Instantie: Hoge Raad der Nederlanden, 17 juni 1997

Instantie

Hoge Raad der Nederlanden

Samenvatting


Slachtoffer van mishandeling voegt zich als benadeelde partij in de strafzaak
en dient een vordering in tot een bedrag van ƒ 4.750, bestaande uit ƒ 1.536
materiële schade en ƒ 3.214 immateriële schade. De politierechter heeft de
vordering van de benadeelde toegewezen tot een bedrag van ƒ 4750. De
verdachte gaat in hoger beroep en stelt dat de vordering van het slachtoffer
niet eenvoudig van aard is en dat het slachtoffer daarom niet ontvankelijk
moet worden verklaard. Het hof heeft in hoger beroep geoordeeld dat de
benadeelde partij niet heeft aangetoond dat hij materiële schade tot een
bedrag van ƒ 1.536 heeft geleden zodat de vordering in zoverre wordt
afgewezen. Het hof acht aannemelijk dat de benadeelde partij immateriële
schade heeft geleden tot een bedrag van ƒ 2.500 en wijst de vordering tot dat
bedrag toe. De dader gaat in cassatie tegen het oordeel van het hof.
───
**Korte opdracht A**.
Geef bij elk van deze uitspraken aan of ze overeenkomt met de getoonde passage, met ja of nee en de doorslaggevende woorden uit de passage letterlijk geciteerd: (i) De politierechter wees de vordering van de benadeelde toe tot ƒ 4750. (ii) Het hof wees de vordering voor materiële schade toe. (iii) Het hof kende ƒ 3.214 immateriële schade toe.
**Korte opdracht B**.
Neem uit de getoonde passage letterlijk over wat begint bij "Slachtoffer van mishandeling" en eindigt bij "van het hof.".

**Gegevensuittreksel**.
───
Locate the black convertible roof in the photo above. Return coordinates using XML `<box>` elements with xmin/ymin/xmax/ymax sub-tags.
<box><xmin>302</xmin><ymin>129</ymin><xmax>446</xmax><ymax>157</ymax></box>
───
**Oplossing A**.
(i) Ja: "De politierechter heeft de vordering van de benadeelde toegewezen tot een bedrag van ƒ 4750."
(ii) Nee: "de benadeelde partij niet heeft aangetoond dat hij materiële schade tot een bedrag van ƒ 1.536 heeft geleden zodat de vordering in zoverre wordt afgewezen."
(iii) Nee: "immateriële schade heeft geleden tot een bedrag van ƒ 2.500 en wijst de vordering tot dat bedrag toe."

**Oplossing B**.
Slachtoffer van mishandeling voegt zich als benadeelde partij in de strafzaak
en dient een vordering in tot een bedrag van ƒ 4.750, bestaande uit ƒ 1.536
materiële schade en ƒ 3.214 immateriële schade. De politierechter heeft de
vordering van de benadeelde toegewezen tot een bedrag van ƒ 4750. De
verdachte gaat in hoger beroep en stelt dat de vordering van het slachtoffer
niet eenvoudig van aard is en dat het slachtoffer daarom niet ontvankelijk
moet worden verklaard. Het hof heeft in hoger beroep geoordeeld dat de
benadeelde partij niet heeft aangetoond dat hij materiële schade tot een
bedrag van ƒ 1.536 heeft geleden zodat de vordering in zoverre wordt
afgewezen. Het hof acht aannemelijk dat de benadeelde partij immateriële
schade heeft geleden tot een bedrag van ƒ 2.500 en wijst de vordering tot dat
bedrag toe. De dader gaat in cassatie tegen het oordeel van het hof.